A dozen years ago, the usually academic debate over the economics of international trade spilled onto front pages and resonated on talk radio as never before. The North American Free Trade Agreement (NAFTA), creating a free-trade zone that included the United States, Mexico and Canada, divided the country and produced coalitions that cut across both party and ideological lines.
NAFTA was conceived by Ronald Reagan, negotiated by George H.W. Bush, shepherded through Congress by Bill Clinton and endorsed by every president since Richard Nixon. Larry King shunted aside his celebrity guests to host a televised debate on the agreement between Al Gore and Ross Perot, exposing millions of Americans to an exchange between the sitting vice president and the most successful third-party presidential candidate since Teddy Roosevelt's Bull Moose campaign on the merits of the Smoot-Hawley tariffs.
The passage of NAFTA (which I heartily supported) over populist objections expedited congressional approval of GATT and U.S. involvement in the World Trade Organization the following year. It seemed to represent a lasting change in the politics of trade. But in retrospect it might have been the high water mark for free trade.
--------------------------------------------------
● **STATED TASK**
List every person mentioned by name in the NAFTA extract above.

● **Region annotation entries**
--------------------------------------------------
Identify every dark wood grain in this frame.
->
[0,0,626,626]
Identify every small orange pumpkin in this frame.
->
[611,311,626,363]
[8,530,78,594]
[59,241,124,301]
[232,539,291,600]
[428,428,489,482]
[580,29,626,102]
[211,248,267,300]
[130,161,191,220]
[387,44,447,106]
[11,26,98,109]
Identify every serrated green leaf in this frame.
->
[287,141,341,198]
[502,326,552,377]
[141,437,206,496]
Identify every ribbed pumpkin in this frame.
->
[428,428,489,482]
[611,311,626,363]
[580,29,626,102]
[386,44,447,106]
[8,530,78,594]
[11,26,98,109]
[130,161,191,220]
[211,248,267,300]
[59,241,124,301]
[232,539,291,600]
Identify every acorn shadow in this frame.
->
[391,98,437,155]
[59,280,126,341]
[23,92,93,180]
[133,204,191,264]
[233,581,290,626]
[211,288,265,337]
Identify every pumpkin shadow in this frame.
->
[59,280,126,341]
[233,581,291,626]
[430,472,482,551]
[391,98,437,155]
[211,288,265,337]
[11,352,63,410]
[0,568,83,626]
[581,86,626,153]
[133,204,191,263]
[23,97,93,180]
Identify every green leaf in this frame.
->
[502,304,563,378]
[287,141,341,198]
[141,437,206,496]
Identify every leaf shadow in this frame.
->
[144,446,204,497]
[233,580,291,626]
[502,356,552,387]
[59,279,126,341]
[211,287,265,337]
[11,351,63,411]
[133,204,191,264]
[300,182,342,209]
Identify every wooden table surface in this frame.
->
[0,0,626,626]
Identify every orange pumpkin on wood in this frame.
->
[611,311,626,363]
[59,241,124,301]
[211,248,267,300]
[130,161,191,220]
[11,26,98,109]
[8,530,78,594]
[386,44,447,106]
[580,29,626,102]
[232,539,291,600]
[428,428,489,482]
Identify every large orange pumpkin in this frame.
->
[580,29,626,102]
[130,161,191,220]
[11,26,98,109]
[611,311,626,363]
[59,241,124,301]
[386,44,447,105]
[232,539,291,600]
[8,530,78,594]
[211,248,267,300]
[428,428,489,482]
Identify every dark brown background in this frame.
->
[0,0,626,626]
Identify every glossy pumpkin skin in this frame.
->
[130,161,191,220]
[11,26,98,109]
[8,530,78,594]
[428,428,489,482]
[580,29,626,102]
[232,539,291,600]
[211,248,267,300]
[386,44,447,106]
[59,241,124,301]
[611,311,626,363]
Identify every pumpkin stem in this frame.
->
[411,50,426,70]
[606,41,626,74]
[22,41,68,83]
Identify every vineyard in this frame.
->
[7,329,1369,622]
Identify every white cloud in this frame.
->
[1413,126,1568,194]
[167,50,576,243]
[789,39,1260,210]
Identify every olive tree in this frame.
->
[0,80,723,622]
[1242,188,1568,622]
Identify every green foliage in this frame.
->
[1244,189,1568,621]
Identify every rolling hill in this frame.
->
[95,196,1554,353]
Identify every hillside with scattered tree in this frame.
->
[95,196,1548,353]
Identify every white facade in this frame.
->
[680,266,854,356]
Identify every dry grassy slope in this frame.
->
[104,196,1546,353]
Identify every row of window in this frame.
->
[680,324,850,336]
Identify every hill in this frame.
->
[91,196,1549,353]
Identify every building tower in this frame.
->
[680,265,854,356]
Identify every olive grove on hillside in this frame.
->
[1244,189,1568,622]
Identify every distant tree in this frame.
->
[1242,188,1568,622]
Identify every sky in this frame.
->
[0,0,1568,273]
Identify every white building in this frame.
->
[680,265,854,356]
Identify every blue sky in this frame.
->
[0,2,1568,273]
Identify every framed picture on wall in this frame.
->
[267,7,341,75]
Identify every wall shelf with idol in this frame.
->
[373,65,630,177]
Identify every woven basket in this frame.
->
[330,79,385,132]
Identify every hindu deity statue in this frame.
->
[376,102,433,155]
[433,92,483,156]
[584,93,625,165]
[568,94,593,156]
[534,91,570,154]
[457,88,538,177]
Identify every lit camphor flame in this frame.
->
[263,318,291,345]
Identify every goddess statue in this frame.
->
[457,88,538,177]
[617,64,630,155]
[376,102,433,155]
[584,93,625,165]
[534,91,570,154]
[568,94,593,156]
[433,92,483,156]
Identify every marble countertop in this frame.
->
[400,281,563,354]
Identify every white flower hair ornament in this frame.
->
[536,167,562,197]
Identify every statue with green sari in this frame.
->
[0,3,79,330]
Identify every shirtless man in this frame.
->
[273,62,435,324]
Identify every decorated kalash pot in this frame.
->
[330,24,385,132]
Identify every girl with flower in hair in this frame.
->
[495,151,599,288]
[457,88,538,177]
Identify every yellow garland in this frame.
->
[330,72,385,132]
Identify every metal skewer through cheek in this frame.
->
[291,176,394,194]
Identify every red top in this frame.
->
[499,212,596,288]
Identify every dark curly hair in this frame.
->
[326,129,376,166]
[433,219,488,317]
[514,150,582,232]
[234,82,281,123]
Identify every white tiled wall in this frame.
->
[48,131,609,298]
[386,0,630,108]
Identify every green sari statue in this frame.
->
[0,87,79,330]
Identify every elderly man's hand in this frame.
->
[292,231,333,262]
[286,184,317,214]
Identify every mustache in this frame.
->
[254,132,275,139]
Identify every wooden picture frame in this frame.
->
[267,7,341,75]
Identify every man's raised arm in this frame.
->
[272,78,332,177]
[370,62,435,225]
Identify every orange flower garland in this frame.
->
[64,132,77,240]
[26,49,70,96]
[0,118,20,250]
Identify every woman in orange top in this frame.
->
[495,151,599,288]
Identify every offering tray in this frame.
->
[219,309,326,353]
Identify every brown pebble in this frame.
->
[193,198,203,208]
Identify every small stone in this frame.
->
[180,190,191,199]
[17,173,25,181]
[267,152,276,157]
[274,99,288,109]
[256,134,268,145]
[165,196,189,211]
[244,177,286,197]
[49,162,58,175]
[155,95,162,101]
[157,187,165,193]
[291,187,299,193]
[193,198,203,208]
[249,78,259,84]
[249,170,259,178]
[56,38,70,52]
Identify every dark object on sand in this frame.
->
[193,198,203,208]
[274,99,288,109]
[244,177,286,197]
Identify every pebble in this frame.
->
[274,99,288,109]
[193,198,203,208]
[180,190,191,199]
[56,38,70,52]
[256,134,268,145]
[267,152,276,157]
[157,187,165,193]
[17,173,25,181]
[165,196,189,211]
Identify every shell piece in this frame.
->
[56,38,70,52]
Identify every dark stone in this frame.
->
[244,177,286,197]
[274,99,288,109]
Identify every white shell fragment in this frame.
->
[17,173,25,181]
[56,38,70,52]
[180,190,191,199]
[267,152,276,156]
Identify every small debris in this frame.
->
--------------------------------------------------
● **SOLUTION FOR THIS PROBLEM**
Ronald Reagan, George H.W. Bush, Bill Clinton, Richard Nixon, Larry King, Al Gore, Ross Perot, Teddy Roosevelt